__Source passage__
I finally asked these questions: “Am I going to continue to believe in You?  Am I going to go on believing You are real and involved in my life?  Do I want to go on trusting in You?”  After what seemed like only a moment, I answered myself, “Where would I go?  Who would take me through this?  I will follow You.”  Later I realized these were similar to Peter’s words to Christ – to whom would we go?

An immediate peace came over me in that instant.  I was still afraid for my baby’s life, but not afraid I had been forsaken.  After this moment of crisis in my faith, I prayed two very specific prayers.  I prayed for us to sleep well that night, and I also prayed for Lizzie to be comforted the next day, as only God can comfort an infant undergoing MRI’s and other testing.  I told no one, not even Stacy what I prayed.  I wanted God to answer my prayer to reassure me in my weakest moment.

We did sleep well that night.  Prayer number one was answered.  The next day we were not allowed to see Lizzie until after her testing, so it was a day of waiting and praying and making phone calls.  Finally, we were able to see her.

As the nurse was filling us in on the tests and how Lizzie responded, she said to Stacy, “I got your baby to take a pacifier.” (Lizzie had refused one since birth.)  When Stacy asked how she was able to do that, the nurse responded, “I dipped it in sugar water.”  We chuckled that we might take a pacifier dipped in sugar water.  Then the nurse used these very words:  “It is proven that sucking on a pacifier comforts infants during times of stress.”  God allowed her to use my word from a prayer to encourage me.  From that point on I never doubted the sovereignty of my Lord.

The days turned to weeks and the weeks to months, and still we had no diagnosis.  The doctors were doing all they could to find out what was wrong with LizBeth.

In the NICU (Neonatal Intensive Care Unit), you meet several thousand people.  Well, not really, but it sure feels that way.  Doctors, nurses, therapists, therapist assistants, lab technicians, and other patients are among those you spend your time with.  Eventually, Stacy and I were able to reach out to other families and share our faith with those in the medical profession.  I know it was only through the power of the Holy Spirit.

I will tell you a lost person can survive the NICU.  A lost person can even survive well, but a Christian is the only one who can live the life in the NICU.  There is no one on this earth, not your spouse, not your mom, not one single person that can comfort you during the grief and fear you feel when your baby almost dies right in front of you.  It is an absolutely overwhelming feeling of helplessness.  There is nothing I can do.  There’s nothing the doctors can do.

I would surrender LizBeth to Christ each night before going to bed.  (Father, I know she belongs to you, but I love her so much.  I know you love her more, but I really want her to stay with me.  Oh, Lord, I surrender LizBeth to you.  Give me the grace and the strength to accept whatever may happen. Amen)  However, every time LizBeth would stop breathing, I would pray, “I’m not ready.  I can’t do this.  I know what I said, but I can’t.  Please, oh please, don’t take her.”

This is the roller coaster I rode in the NICU for the first month.  God did not disown me.  God did not rebuke me.  God gave me the strength I needed for this journey.  You cannot have the peace or the strength of the Holy Spirit unless you have repented and believed on the Lord Jesus Christ.  Oh how sad it is to see someone going through such grief, and know they have no relationship with the Lord.

__Your goal__
Rewrite the passage from "I finally asked" up to and including "my weakest moment.", changing "peace" to "calm". Work only from the passage.

(Spatial localization data)
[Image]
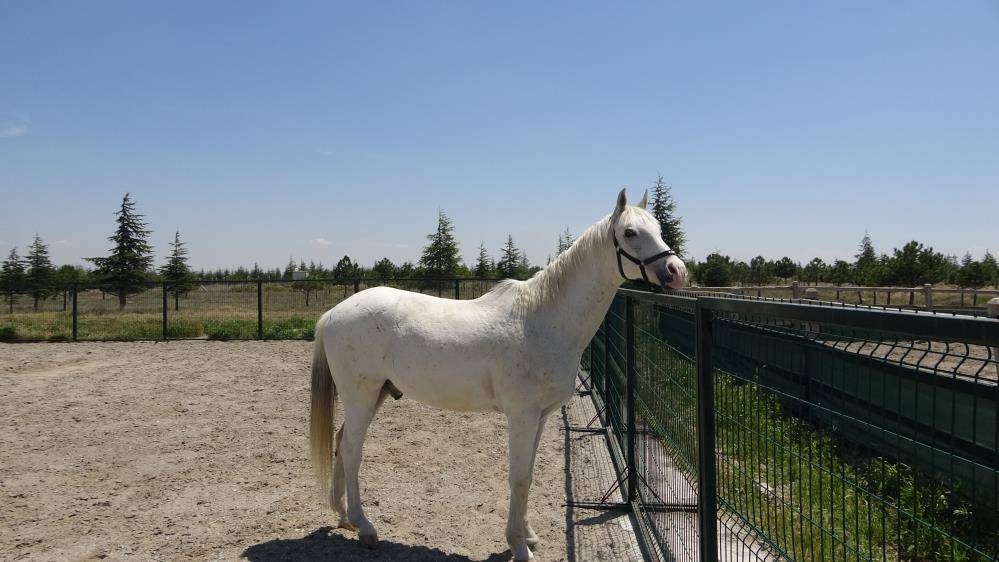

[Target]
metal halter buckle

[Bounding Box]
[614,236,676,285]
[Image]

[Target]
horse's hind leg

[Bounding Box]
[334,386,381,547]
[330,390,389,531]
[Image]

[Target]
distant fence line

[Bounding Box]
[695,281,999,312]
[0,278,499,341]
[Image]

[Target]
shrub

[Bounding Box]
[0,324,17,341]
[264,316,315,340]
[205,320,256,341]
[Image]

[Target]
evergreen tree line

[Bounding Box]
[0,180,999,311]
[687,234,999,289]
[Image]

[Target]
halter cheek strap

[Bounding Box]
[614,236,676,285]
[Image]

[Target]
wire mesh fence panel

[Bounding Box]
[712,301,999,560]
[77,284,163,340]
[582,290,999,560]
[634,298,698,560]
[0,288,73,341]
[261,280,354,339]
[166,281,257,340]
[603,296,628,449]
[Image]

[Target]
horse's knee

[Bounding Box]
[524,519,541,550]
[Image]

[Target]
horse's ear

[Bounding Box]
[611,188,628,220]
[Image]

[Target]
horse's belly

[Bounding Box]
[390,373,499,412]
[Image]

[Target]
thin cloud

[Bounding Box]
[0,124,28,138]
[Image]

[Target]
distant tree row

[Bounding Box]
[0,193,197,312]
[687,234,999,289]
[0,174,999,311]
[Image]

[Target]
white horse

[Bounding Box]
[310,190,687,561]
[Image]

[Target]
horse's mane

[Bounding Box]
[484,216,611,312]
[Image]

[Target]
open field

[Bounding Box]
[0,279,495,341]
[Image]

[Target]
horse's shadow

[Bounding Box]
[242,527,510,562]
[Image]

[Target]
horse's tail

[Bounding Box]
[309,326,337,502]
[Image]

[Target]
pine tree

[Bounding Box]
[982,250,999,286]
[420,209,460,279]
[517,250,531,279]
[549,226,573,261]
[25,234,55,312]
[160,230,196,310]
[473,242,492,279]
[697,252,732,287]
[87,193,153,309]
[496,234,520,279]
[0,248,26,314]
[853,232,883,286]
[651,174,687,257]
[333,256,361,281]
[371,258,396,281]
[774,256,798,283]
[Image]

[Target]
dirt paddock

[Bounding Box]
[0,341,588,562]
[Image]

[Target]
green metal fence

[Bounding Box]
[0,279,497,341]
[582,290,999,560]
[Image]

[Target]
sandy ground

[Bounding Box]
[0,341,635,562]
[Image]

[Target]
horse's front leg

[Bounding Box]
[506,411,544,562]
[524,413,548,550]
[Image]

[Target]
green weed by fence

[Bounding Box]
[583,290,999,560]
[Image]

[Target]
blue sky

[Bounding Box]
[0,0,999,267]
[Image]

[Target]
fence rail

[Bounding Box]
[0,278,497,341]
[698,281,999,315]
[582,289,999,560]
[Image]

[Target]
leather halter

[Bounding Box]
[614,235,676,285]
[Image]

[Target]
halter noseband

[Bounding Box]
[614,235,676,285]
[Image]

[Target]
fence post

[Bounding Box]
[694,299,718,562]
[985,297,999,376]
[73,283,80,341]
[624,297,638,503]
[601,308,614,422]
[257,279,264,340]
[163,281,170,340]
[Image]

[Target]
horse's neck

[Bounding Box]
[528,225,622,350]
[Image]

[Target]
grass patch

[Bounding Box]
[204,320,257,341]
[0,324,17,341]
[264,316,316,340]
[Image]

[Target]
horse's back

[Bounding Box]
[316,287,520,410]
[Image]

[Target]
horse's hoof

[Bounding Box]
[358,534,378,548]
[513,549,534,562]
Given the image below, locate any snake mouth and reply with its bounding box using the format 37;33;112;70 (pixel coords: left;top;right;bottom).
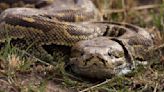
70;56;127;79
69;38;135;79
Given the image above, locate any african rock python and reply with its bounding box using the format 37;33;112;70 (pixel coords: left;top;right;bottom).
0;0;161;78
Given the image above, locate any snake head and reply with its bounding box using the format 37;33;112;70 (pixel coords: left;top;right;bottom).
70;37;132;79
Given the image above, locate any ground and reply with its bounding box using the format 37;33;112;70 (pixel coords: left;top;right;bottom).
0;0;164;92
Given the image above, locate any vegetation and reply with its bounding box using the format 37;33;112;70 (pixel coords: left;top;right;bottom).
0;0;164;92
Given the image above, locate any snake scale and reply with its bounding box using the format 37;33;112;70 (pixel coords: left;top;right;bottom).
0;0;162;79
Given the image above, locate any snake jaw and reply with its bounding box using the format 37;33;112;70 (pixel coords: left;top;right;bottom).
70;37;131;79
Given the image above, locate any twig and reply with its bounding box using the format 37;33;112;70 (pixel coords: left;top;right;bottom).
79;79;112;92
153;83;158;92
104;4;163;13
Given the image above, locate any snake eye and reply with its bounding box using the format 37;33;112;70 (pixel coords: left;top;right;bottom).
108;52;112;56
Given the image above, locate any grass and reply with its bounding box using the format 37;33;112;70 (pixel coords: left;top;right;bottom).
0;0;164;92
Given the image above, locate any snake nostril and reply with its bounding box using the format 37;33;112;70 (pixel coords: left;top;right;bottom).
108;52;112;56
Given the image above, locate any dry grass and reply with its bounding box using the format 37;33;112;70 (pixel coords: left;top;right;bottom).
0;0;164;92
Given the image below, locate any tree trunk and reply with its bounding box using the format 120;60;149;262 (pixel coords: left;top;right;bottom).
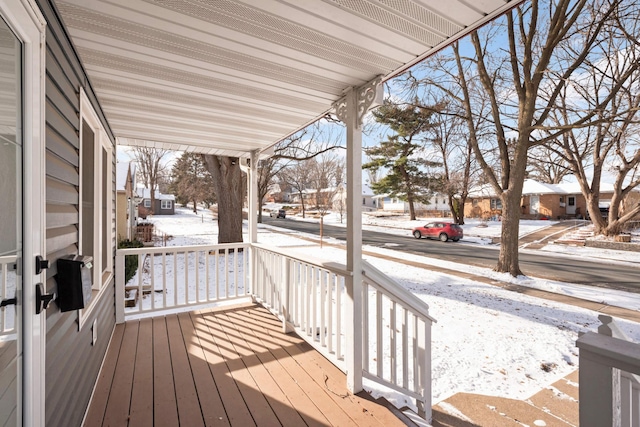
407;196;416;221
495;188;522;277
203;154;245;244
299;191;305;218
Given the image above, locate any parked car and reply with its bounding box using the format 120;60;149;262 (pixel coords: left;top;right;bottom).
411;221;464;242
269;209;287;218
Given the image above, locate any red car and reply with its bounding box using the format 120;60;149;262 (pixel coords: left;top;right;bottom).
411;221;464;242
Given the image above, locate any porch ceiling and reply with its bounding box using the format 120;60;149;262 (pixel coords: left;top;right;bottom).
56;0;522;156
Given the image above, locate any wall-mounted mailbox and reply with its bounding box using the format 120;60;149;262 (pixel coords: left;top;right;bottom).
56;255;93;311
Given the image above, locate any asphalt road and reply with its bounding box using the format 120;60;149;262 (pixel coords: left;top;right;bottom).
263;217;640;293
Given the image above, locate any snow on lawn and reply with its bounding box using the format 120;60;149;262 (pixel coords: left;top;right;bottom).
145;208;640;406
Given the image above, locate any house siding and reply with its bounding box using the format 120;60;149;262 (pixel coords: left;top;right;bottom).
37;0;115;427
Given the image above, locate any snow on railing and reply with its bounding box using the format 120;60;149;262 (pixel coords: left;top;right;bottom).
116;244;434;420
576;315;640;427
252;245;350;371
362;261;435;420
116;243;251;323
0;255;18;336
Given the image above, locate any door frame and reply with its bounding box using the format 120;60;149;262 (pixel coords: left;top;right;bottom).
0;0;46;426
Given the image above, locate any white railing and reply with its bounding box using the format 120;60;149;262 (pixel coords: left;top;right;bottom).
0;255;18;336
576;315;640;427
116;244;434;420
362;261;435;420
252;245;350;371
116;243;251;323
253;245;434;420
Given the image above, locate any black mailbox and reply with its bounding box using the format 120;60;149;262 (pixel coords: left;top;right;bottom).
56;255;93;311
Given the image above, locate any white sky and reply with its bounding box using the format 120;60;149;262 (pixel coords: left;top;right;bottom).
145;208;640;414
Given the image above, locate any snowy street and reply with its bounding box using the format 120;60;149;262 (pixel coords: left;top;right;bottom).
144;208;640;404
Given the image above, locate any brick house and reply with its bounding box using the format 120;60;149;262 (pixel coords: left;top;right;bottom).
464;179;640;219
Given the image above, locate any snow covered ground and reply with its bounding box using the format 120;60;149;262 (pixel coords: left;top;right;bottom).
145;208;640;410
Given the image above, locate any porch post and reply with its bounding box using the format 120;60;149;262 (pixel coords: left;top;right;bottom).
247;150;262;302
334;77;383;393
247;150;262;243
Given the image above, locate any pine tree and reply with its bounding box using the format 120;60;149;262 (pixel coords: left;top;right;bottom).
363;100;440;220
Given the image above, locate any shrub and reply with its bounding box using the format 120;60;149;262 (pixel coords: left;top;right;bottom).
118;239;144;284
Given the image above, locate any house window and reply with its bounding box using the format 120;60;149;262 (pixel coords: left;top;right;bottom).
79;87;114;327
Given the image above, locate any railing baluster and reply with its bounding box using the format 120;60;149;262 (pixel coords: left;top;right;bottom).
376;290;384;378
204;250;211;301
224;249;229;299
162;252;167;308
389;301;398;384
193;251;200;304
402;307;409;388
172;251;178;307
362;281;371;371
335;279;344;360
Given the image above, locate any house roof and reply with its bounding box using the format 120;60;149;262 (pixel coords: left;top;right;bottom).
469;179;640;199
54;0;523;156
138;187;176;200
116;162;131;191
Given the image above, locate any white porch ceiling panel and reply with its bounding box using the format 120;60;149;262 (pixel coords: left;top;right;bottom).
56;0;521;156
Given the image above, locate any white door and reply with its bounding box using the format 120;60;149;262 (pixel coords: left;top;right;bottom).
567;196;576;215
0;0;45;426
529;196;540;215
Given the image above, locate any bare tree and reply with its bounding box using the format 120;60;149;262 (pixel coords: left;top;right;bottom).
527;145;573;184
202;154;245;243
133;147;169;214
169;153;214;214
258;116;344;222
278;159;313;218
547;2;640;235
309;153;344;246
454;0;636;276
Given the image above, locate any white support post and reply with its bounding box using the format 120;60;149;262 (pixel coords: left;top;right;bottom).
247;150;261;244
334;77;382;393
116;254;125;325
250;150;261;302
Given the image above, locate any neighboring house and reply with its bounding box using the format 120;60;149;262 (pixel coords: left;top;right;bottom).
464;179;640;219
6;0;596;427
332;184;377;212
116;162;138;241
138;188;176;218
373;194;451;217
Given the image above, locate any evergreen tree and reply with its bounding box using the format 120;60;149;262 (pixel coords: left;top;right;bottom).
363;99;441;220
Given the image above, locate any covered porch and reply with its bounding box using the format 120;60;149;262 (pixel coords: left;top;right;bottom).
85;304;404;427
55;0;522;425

__Task result__
I finally asked these questions: “Am I going to continue to believe in You?  Am I going to go on believing You are real and involved in my life?  Do I want to go on trusting in You?”  After what seemed like only a moment, I answered myself, “Where would I go?  Who would take me through this?  I will follow You.”  Later I realized these were similar to Peter’s words to Christ – to whom would we go?

An immediate calm came over me in that instant.  I was still afraid for my baby’s life, but not afraid I had been forsaken.  After this moment of crisis in my faith, I prayed two very specific prayers.  I prayed for us to sleep well that night, and I also prayed for Lizzie to be comforted the next day, as only God can comfort an infant undergoing MRI’s and other testing.  I told no one, not even Stacy what I prayed.  I wanted God to answer my prayer to reassure me in my weakest moment.